Text to read>
Q. You were talking about earlier about trying to figure out your schedule and the FedExCup and how that has come together this year. Talk about your thoughts on the FedExCup and your schedule. How have you worked that this year?
BUBBA WATSON: You know, this week I told them last year I couldn't lie, so I told them last year I'm not going to miss this tournament for anything so I had to be here again this year so it was on my schedule. Canada is always on my schedule because my wife is from Toronto. That's the other part of my family, so that one I'm definitely going to.
Greensboro, the tournament director there is a great friend of mine from junior golf, and it's going to be hard to get that one in. I told him, look, I'd love to be there. With me having a chance to be top 30 and having a chance for the Cup, having a chance to win that, it's kind of a week I need to take off. It's right before the PGA and it's a week before a Playoff. That one is real sad that I'm more than likely not going to go to. I'm not going to count it out yet in case I start missing every cut.
I started out the year playing the first six in a row, and I did well enough where I could say I need some time off. It's not smart for me to keep doing that many in a row, so I've been playing three, two in a row, taking a week off and then sitting back and evaluating what I need to work on, my practice. My chipping is off, my putting is off, my driving is off.
So each week -- after this week I'll go home for a week unless I make it to the British and then get ready for Canada, then go home for a week and get ready for the PGA Championship and then go home for a week and get ready for the four in a row Playoffs. It's just hard.

Required tasks>
#1 Repeat the interview transcript from "So each week" to "It's just hard.", replacing "British" with "Open Championship".
#2 In the interview transcript, why does Bubba Watson say Canada is always on his schedule?
#3 List every part of his game that Bubba Watson says is off in the interview transcript.
Answer from the interview transcript alone.

Extracted material>
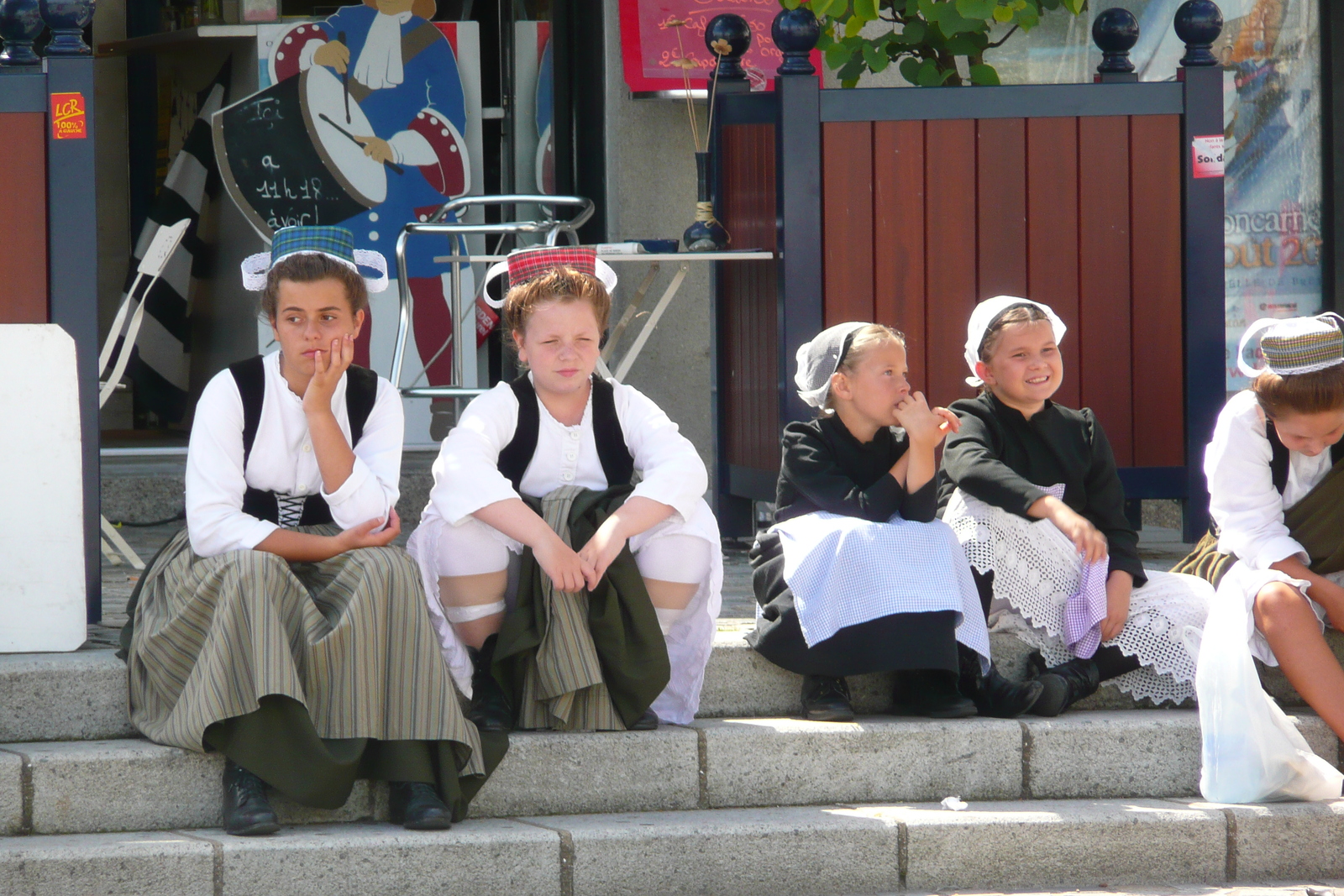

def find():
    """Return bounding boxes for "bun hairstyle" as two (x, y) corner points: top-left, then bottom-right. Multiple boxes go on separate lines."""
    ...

* * *

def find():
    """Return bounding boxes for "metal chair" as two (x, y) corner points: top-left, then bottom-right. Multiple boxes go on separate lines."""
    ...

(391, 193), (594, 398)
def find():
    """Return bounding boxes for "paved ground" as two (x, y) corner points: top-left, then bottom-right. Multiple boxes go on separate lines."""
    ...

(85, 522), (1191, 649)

Results in order>
#1
So each week -- after this week I'll go home for a week unless I make it to the Open Championship and then get ready for Canada, then go home for a week and get ready for the PGA Championship and then go home for a week and get ready for the four in a row Playoffs. It's just hard.

#2 Because his wife is from Toronto.

#3 Chipping, putting, driving